::: Extract :::

November 22, 2024

Applications For Horse Slaughter Permits Mosey In To USDA

Europe’s horse meat scare hasn’t scared everybody.  While European health officials scan their meat for horse DNA, in the U.S., companies from five states have submitted applications to the U.S. Department o Agriculture’s Food Safety and Inspection Service (USDA’s FSIS) for permission to slaughter horses. According to Front Range Equine Rescue (FRER), a Colorado nonprofit organization that seeks to prevent the abuse and neglect of horses through rescue and education, FSIS has received applications from companies in New Mexico, Tennessee, Oklahoma, Iowa, and Missouri. FSIS says the applications are in the early stages.

HorseHorses have not been slaughtered in the United States since 2007 because Congress withheld funds for inspection of horse meat from 2006 to 2011.  During that time horses were shipped to Canada or Mexico for slaughter, or simply abandoned by owners who would not pay transport fees, according to a report filed by the Government Accountability Office (GAO).

:::

#### [Problem details]
Copy out the horse slaughter permit article above word for word, in full.

::: Available data :::

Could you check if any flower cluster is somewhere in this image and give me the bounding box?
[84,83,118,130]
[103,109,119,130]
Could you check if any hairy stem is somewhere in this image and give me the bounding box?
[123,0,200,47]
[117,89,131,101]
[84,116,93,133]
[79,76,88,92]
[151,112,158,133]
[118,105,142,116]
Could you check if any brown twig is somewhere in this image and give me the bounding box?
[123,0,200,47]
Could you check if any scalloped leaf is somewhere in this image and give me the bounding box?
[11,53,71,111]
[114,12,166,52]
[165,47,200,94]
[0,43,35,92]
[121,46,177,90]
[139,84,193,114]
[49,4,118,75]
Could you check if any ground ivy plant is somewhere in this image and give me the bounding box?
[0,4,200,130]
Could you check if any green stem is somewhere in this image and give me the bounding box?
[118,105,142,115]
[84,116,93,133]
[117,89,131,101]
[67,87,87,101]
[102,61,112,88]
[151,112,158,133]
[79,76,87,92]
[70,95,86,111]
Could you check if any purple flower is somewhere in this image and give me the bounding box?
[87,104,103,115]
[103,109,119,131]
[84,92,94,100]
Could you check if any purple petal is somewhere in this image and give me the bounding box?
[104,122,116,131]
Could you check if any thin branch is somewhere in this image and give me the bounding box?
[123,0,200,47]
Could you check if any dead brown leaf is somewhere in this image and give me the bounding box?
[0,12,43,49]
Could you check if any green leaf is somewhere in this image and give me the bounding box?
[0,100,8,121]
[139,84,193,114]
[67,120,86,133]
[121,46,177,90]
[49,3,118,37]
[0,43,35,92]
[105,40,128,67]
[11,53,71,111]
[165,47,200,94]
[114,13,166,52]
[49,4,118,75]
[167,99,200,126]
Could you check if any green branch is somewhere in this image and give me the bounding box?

:::

#### [Your solution]
November 22, 2024

Applications For Horse Slaughter Permits Mosey In To USDA

Europe’s horse meat scare hasn’t scared everybody.  While European health officials scan their meat for horse DNA, in the U.S., companies from five states have submitted applications to the U.S. Department o Agriculture’s Food Safety and Inspection Service (USDA’s FSIS) for permission to slaughter horses. According to Front Range Equine Rescue (FRER), a Colorado nonprofit organization that seeks to prevent the abuse and neglect of horses through rescue and education, FSIS has received applications from companies in New Mexico, Tennessee, Oklahoma, Iowa, and Missouri. FSIS says the applications are in the early stages.

HorseHorses have not been slaughtered in the United States since 2007 because Congress withheld funds for inspection of horse meat from 2006 to 2011.  During that time horses were shipped to Canada or Mexico for slaughter, or simply abandoned by owners who would not pay transport fees, according to a report filed by the Government Accountability Office (GAO).